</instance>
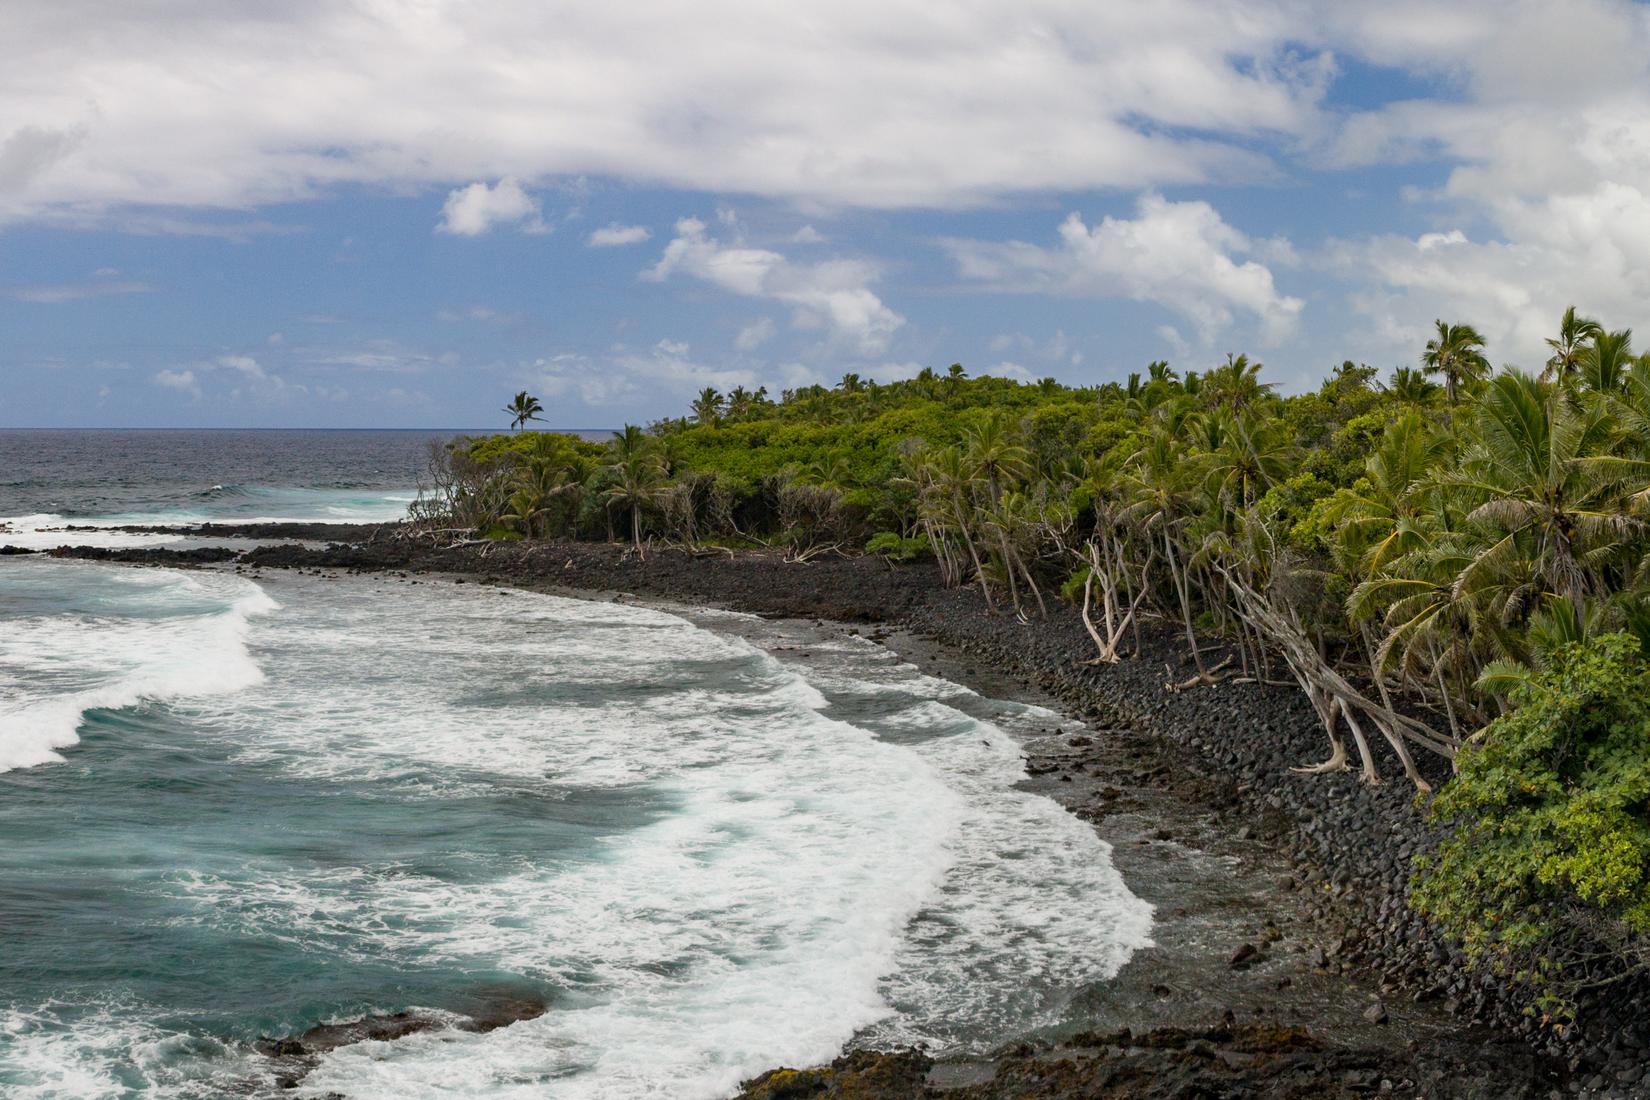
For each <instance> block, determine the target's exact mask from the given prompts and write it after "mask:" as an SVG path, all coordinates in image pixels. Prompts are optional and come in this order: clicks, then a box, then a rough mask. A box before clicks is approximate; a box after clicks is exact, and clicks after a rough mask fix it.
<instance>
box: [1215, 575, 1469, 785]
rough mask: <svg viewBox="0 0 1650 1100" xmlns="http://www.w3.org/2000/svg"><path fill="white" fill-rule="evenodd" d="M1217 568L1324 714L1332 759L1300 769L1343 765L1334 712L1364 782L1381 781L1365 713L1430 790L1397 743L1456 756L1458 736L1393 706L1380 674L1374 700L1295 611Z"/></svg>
mask: <svg viewBox="0 0 1650 1100" xmlns="http://www.w3.org/2000/svg"><path fill="white" fill-rule="evenodd" d="M1214 569H1216V572H1219V574H1221V577H1224V581H1226V584H1228V587H1229V589H1231V592H1233V599H1234V609H1236V612H1237V613H1239V615H1242V617H1244V618H1246V620H1247V622H1249V625H1251V627H1254V628H1256V632H1257V633H1259V635H1261V637H1262V638H1267V640H1269V642H1272V643H1274V645H1275V646H1277V648H1279V650H1280V651H1282V655H1284V661H1285V665H1289V671H1290V673H1294V676H1295V679H1297V681H1299V683H1300V686H1302V689H1303V691H1305V693H1307V696H1308V698H1310V699H1313V706H1315V707H1317V711H1318V716H1320V717H1323V724H1325V729H1327V731H1328V736H1330V749H1332V754H1330V760H1327V762H1325V764H1320V765H1313V767H1308V769H1300V770H1305V772H1325V770H1340V769H1341V767H1343V765H1345V754H1346V749H1345V742H1341V740H1340V732H1338V729H1336V717H1345V719H1346V726H1348V729H1351V732H1353V740H1355V742H1356V744H1358V754H1360V757H1361V762H1363V780H1365V782H1366V783H1378V782H1379V773H1378V772H1376V767H1374V759H1373V757H1371V755H1369V745H1368V742H1366V739H1365V736H1363V727H1361V724H1360V721H1358V719H1360V717H1361V719H1366V721H1368V722H1369V724H1371V726H1374V727H1376V729H1378V731H1379V732H1381V736H1383V737H1386V740H1388V744H1391V745H1393V747H1394V750H1398V759H1399V760H1401V762H1402V765H1404V773H1406V775H1407V777H1409V780H1411V782H1412V783H1416V787H1417V788H1419V790H1431V787H1427V782H1426V780H1424V778H1422V777H1421V772H1419V770H1417V769H1416V764H1414V759H1411V755H1409V752H1407V749H1401V747H1399V745H1401V742H1402V740H1409V742H1411V744H1417V745H1421V747H1424V749H1431V750H1432V752H1437V754H1439V755H1442V757H1449V759H1454V755H1455V749H1457V747H1459V742H1457V739H1454V737H1447V736H1445V734H1439V732H1437V731H1434V729H1432V727H1429V726H1426V724H1424V722H1421V721H1417V719H1412V717H1409V716H1407V714H1399V712H1398V711H1394V709H1393V706H1391V703H1389V701H1388V699H1386V698H1384V696H1386V693H1384V686H1383V684H1381V679H1379V676H1376V684H1378V686H1379V688H1381V694H1383V701H1381V703H1376V701H1374V699H1371V698H1368V696H1366V694H1363V693H1361V691H1358V689H1356V688H1353V686H1351V683H1350V681H1348V679H1346V678H1345V676H1341V675H1340V673H1338V671H1336V670H1335V668H1333V666H1332V665H1330V663H1328V660H1327V658H1325V656H1323V653H1322V651H1320V650H1318V646H1317V645H1313V643H1312V640H1310V638H1308V637H1307V632H1305V630H1303V628H1302V627H1300V622H1299V620H1297V618H1295V613H1294V610H1289V612H1287V613H1285V612H1284V610H1280V609H1277V607H1274V605H1272V604H1270V600H1267V599H1266V597H1264V595H1262V594H1261V592H1259V590H1256V589H1254V587H1252V585H1251V584H1247V582H1244V581H1242V579H1241V577H1237V576H1236V574H1233V572H1231V571H1228V569H1226V567H1223V566H1219V564H1216V566H1214ZM1318 699H1327V704H1323V706H1320V704H1318Z"/></svg>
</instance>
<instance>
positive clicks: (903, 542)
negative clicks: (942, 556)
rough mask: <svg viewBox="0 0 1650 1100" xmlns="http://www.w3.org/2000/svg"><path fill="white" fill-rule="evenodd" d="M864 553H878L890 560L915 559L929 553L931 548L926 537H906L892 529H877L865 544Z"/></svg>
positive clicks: (907, 559) (902, 559)
mask: <svg viewBox="0 0 1650 1100" xmlns="http://www.w3.org/2000/svg"><path fill="white" fill-rule="evenodd" d="M865 552H866V554H879V556H883V557H888V559H891V561H916V559H917V557H922V556H924V554H931V552H932V549H931V548H929V544H927V539H907V538H901V536H899V534H896V533H893V531H878V533H876V534H873V536H871V541H870V543H866V544H865Z"/></svg>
━━━━━━
_TASK PROMPT_
Repeat the material verbatim from its first line through the line containing "568L1324 714L1332 759L1300", and leave the pictures out of your answer.

_ANSWER FOR THE TASK_
</instance>
For each <instance> block, determine the target's exact mask from the given prompts and write it after "mask:" as an SVG path, all coordinates in image pixels. Prompts are optional and come in this order: clicks, then a box, then a rough mask. A box before clicks is approximate; a box after clicks is exact, and clicks after a rough mask fix it.
<instance>
box: [1215, 575, 1469, 785]
rough mask: <svg viewBox="0 0 1650 1100" xmlns="http://www.w3.org/2000/svg"><path fill="white" fill-rule="evenodd" d="M1217 568L1324 714L1332 759L1300 769L1343 765L1334 712L1364 782L1381 781L1365 713L1430 790L1397 743L1456 756L1458 736L1393 706L1380 674L1374 700L1295 611Z"/></svg>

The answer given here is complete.